%%

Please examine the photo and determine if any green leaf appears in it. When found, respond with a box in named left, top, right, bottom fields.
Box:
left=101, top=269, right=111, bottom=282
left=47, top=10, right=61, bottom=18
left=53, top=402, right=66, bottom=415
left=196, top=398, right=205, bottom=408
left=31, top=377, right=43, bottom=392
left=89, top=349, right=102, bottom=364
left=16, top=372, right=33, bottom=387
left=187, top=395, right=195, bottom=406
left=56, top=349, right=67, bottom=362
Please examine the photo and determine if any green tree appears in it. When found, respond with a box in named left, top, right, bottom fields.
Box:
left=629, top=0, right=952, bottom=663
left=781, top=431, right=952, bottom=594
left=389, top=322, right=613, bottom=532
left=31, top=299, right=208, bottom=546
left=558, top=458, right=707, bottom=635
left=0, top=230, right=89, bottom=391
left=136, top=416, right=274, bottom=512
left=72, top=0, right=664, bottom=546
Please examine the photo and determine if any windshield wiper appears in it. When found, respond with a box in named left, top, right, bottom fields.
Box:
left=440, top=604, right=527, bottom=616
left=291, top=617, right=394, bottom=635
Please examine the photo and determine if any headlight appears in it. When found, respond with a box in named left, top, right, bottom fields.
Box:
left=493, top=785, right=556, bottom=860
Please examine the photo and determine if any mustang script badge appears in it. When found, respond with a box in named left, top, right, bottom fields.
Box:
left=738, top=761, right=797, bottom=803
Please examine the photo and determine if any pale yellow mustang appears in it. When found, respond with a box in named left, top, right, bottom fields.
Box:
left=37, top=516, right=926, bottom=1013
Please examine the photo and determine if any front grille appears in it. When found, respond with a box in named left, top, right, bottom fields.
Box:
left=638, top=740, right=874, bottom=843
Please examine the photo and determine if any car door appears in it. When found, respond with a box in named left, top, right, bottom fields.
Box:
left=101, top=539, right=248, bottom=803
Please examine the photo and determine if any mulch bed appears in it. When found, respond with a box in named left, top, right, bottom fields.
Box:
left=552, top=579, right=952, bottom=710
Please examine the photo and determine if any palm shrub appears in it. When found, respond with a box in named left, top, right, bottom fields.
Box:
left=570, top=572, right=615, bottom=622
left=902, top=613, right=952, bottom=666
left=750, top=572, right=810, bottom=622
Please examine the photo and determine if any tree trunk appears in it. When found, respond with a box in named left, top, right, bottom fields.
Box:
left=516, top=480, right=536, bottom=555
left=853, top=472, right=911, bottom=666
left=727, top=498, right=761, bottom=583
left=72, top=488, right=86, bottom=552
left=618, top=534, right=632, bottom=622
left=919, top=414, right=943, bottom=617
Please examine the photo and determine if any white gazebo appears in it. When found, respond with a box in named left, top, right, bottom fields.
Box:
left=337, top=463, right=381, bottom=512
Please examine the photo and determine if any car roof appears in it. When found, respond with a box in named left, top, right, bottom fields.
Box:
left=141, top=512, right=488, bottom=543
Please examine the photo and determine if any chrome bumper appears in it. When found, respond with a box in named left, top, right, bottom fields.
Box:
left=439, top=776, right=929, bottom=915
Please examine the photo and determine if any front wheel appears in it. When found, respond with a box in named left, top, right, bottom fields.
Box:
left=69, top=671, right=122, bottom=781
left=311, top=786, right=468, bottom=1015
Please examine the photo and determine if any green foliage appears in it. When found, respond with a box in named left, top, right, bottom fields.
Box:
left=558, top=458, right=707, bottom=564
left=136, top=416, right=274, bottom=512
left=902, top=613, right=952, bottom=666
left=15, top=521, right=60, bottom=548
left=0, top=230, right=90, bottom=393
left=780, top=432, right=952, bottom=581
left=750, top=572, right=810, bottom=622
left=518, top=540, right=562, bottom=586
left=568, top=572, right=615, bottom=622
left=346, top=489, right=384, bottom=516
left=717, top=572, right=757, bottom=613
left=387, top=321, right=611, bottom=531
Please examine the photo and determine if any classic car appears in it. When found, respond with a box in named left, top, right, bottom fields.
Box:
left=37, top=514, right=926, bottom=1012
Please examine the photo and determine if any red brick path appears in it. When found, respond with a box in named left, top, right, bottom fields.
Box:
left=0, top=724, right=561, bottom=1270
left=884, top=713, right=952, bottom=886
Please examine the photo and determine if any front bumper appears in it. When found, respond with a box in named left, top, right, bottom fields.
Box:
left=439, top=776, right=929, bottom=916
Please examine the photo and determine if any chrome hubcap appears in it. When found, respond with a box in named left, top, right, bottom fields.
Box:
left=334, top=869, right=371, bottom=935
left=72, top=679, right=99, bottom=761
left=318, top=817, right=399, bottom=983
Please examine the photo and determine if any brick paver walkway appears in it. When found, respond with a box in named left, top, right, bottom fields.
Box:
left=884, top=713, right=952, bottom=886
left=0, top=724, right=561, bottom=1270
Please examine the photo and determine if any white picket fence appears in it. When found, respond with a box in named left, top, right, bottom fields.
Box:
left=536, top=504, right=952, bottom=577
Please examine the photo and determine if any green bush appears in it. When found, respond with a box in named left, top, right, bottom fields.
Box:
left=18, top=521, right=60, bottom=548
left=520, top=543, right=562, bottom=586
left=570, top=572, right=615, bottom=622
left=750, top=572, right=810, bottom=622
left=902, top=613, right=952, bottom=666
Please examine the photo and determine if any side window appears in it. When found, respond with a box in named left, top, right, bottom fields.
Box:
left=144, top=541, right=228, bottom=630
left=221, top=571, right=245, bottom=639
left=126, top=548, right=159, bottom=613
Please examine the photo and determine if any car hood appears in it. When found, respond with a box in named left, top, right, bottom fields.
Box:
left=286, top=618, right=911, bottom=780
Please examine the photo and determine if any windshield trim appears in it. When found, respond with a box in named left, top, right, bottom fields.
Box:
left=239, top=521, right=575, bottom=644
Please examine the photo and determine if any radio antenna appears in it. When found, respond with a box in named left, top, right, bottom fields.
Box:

%%

# Given instruction
Reproduce the rows that begin at the line containing "Please examine the photo and determine if any side" and end after the line containing "left=239, top=521, right=575, bottom=644", swapping "windshield trim" for "windshield molding" and leaving everything else unchanged.

# Complete answer
Please examine the photo and determine if any side window appears in it. When found, respond with a box in named left, top, right, bottom fields.
Box:
left=144, top=541, right=228, bottom=630
left=221, top=571, right=245, bottom=639
left=126, top=548, right=159, bottom=613
Please examine the photo and determine if any car hood appears in it. When found, respond with a box in named left, top, right, bottom fields.
Box:
left=286, top=618, right=911, bottom=780
Please examine the photo and determine if any windshield molding appears in it. When found, respond with a box in named left, top, right, bottom fields.
Box:
left=239, top=521, right=575, bottom=644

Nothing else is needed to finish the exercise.